| DATA EXTRACT |
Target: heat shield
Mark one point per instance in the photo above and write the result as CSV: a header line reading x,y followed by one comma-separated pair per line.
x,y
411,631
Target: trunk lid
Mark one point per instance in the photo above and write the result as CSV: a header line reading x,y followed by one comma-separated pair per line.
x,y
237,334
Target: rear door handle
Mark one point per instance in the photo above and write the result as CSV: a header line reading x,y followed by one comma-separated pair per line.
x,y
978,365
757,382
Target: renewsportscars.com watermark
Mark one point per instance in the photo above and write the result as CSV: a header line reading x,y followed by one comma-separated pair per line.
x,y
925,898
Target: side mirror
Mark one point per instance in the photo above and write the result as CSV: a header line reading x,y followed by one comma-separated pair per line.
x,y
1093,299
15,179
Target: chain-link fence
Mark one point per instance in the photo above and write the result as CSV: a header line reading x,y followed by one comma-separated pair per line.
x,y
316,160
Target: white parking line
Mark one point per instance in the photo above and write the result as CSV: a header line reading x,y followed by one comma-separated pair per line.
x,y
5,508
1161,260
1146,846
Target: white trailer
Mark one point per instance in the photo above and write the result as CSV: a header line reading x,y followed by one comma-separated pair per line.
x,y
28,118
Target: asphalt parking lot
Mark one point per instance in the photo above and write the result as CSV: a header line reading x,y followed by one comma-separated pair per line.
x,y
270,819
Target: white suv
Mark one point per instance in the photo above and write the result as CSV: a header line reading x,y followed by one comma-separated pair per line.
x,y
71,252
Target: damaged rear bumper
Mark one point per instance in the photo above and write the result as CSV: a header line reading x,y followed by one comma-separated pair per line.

| INSTRUCTION |
Starting at the line that contains "Target: trunk lid", print every line through the end of the listing, word for word. Leave out all the rest.

| RESPONSE TO THE EXERCISE |
Target: trunk lid
Mark one point per instance in the photo above and write the result as CSV: a header line reading x,y followed by one comma-separated pair per line.
x,y
237,334
Target: rear door handle
Mark one point per instance in the photo above and write the result as CSV: a header line reading x,y followed by one comma-separated pair per line.
x,y
978,365
757,382
Target: renewsportscars.com watermark
Mark one point per instance in the photo above and write the result as CSV: a header line reading x,y followed by one comma-separated pair per line.
x,y
925,898
Target: side mirror
Mark one point per instance in the photo above and write the result as CSV: a header line reading x,y followed by one comma-separated pair per line.
x,y
1093,299
15,179
Target: chain-link fence
Mark one point per instance in the photo above and write the result as CSV: a header line reading x,y followed by one comma-separated pair per line.
x,y
316,160
Target: white parking line
Mark one point per instance in the photo above and write the result as CSV: a header line reading x,y followed by one comma-separated pair per line.
x,y
5,508
1161,260
1146,846
Target: white trailer
Mark one point per instance in the photo above and write the result as CSV: a header line reading x,y followed by one comma-separated pair per line.
x,y
28,118
Target: asphalt parking lot
Mark one point per instance in the photo above and write the result as CSV: a header line reading x,y followed by one comma-separated pair per line.
x,y
270,819
Target: white suv
Mark one point per instance in the photo above and write the result as CSV: a header line reading x,y followed by one comma-separated pair per line.
x,y
71,252
Target: damaged rear bumper
Mark one point per instance in the photo above and write the result as CSV: a header line reading x,y followed by one comma-separated pair per line.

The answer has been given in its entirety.